- _The records_
-*-

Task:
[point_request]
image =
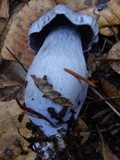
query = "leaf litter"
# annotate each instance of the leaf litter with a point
(85, 140)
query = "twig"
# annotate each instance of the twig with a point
(99, 95)
(80, 77)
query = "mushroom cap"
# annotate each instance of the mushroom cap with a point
(63, 15)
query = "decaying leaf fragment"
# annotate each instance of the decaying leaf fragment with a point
(84, 133)
(106, 152)
(109, 31)
(114, 53)
(106, 13)
(4, 9)
(111, 90)
(47, 89)
(77, 5)
(12, 145)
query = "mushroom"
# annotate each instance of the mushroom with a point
(59, 38)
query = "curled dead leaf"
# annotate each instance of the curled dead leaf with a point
(111, 90)
(106, 152)
(4, 9)
(114, 53)
(109, 31)
(10, 139)
(106, 13)
(77, 5)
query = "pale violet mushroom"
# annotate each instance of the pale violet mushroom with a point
(59, 38)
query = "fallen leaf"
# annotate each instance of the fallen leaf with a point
(8, 83)
(84, 131)
(109, 31)
(11, 142)
(114, 53)
(106, 13)
(77, 5)
(4, 9)
(111, 89)
(106, 152)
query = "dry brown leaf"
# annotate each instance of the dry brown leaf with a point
(18, 44)
(4, 9)
(77, 5)
(85, 134)
(8, 83)
(106, 14)
(109, 31)
(9, 136)
(111, 90)
(47, 89)
(114, 53)
(106, 152)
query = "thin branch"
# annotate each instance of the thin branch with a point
(80, 77)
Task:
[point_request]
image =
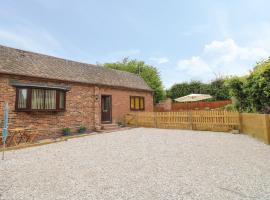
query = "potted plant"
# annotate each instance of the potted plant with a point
(81, 129)
(66, 131)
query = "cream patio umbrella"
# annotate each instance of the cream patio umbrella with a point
(193, 97)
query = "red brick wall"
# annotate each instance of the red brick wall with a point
(81, 106)
(121, 101)
(199, 105)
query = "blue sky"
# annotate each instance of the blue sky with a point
(186, 40)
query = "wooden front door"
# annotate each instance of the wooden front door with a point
(106, 109)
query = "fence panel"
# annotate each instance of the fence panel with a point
(256, 125)
(217, 120)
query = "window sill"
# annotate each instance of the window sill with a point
(39, 111)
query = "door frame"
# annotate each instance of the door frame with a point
(110, 105)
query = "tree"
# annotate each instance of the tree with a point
(219, 90)
(149, 73)
(253, 91)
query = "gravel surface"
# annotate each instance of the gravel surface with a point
(140, 164)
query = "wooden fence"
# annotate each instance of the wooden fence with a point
(256, 125)
(216, 120)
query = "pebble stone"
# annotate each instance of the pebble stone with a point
(140, 164)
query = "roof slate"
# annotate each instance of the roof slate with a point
(20, 62)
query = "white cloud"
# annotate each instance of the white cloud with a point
(194, 66)
(29, 38)
(161, 60)
(222, 57)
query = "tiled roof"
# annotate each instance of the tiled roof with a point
(20, 62)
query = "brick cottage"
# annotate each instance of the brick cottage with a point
(48, 93)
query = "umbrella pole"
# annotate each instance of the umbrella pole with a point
(3, 153)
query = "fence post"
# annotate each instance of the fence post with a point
(136, 119)
(190, 120)
(240, 122)
(155, 119)
(267, 128)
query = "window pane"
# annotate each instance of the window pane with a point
(142, 103)
(37, 99)
(137, 103)
(50, 99)
(22, 98)
(61, 100)
(132, 103)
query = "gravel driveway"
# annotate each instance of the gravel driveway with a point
(140, 164)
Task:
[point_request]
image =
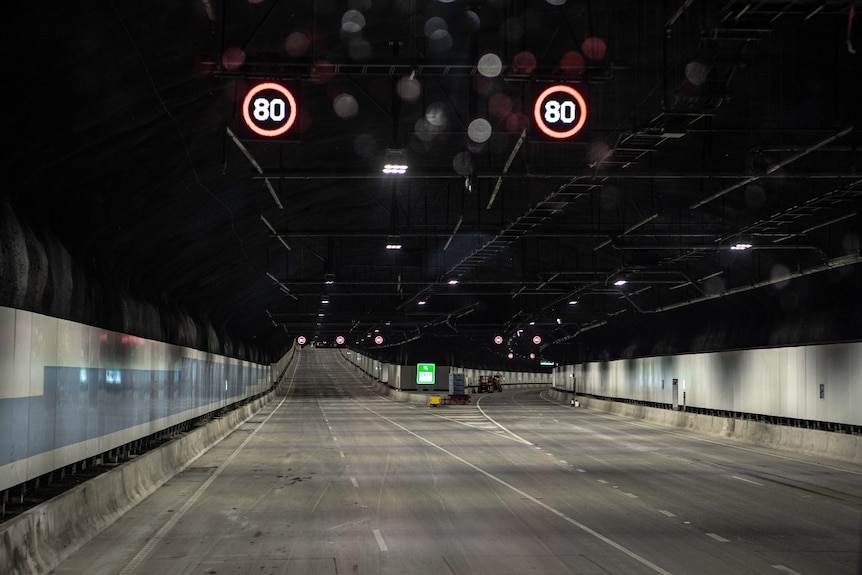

-*-

- _Your objective_
Without changing a word, restate the listing above; the pictures stay out.

- _Answer_
Task:
[point_request]
image =
query = "leaf litter"
# annotate each instance of the leaf litter with a point
(85, 140)
query = "twig"
# annotate each instance of the twig with a point
(99, 95)
(80, 77)
query = "mushroom cap"
# annotate each instance of the mushroom cap with a point
(63, 15)
query = "decaying leaf fragment"
# annotate each instance of the decaying leaf fragment with a point
(84, 133)
(106, 152)
(109, 31)
(114, 53)
(106, 13)
(4, 9)
(111, 90)
(47, 89)
(77, 5)
(12, 145)
query = "mushroom"
# annotate each instance of the mushroom with a point
(59, 38)
query = "curled dead leaf"
# annotate each instance of the curled dead leaf with a point
(111, 90)
(106, 152)
(4, 9)
(114, 53)
(109, 31)
(10, 139)
(106, 13)
(77, 5)
query = "pale violet mushroom"
# annotate each instance of the pale violet mushroom with a point
(59, 38)
query = "fallen leaf"
# annotate each instance of the fallen leaf with a point
(8, 83)
(84, 131)
(109, 31)
(11, 142)
(114, 53)
(106, 13)
(77, 5)
(4, 9)
(111, 89)
(106, 152)
query = "dry brown leaf"
# annotate each instance of the dry brown leaf with a point
(18, 44)
(4, 9)
(77, 5)
(85, 134)
(8, 83)
(106, 14)
(109, 31)
(9, 136)
(111, 90)
(47, 89)
(114, 53)
(106, 152)
query = "thin branch"
# annotate each instance of the thin branch with a point
(80, 77)
Task:
[point_request]
image =
query = "potted plant"
# annotate each instance of the potted plant with a point
(81, 129)
(66, 131)
query = "cream patio umbrella"
# annotate each instance of the cream patio umbrella with a point
(193, 97)
query = "red brick wall"
# annotate each instance of the red brick wall with a point
(81, 106)
(121, 101)
(199, 105)
query = "blue sky"
# annotate each instance of the blue sky with a point
(186, 40)
query = "wooden front door"
# annotate each instance of the wooden front door with a point
(106, 109)
query = "fence panel"
# annotate each instance of the fence panel with a point
(256, 125)
(217, 120)
query = "window sill"
# annotate each instance of the window sill with a point
(39, 111)
query = "door frame"
# annotate each instance of the door frame with a point
(110, 105)
query = "tree"
# annotate each instance of the tree with a point
(219, 90)
(149, 73)
(253, 91)
query = "gravel surface"
# annotate each instance of the gravel surface with a point
(140, 164)
query = "wooden fence"
# annotate each instance of the wooden fence with a point
(256, 125)
(216, 120)
query = "pebble stone"
# annotate each instance of the pebble stone with a point
(140, 164)
query = "roof slate"
# annotate each instance of the roof slate with a point
(20, 62)
query = "white cloud"
# annotate each instance of the white cloud with a point
(194, 66)
(29, 38)
(161, 60)
(222, 57)
query = "tiled roof"
# annotate each instance of the tiled roof with a point
(20, 62)
query = "brick cottage"
# annotate each instance of the brick cottage with a point
(48, 93)
query = "umbrella pole"
# annotate each instance of the umbrella pole with a point
(3, 153)
query = "fence post"
# annotate each instance of the fence post with a point
(136, 119)
(190, 120)
(240, 122)
(155, 119)
(267, 128)
query = "window pane"
# annotate each instance of the window pane with a point
(142, 103)
(37, 99)
(137, 103)
(50, 99)
(22, 98)
(61, 100)
(132, 103)
query = "gravel driveway"
# annotate each instance of the gravel driveway with a point
(140, 164)
Task:
[point_request]
image =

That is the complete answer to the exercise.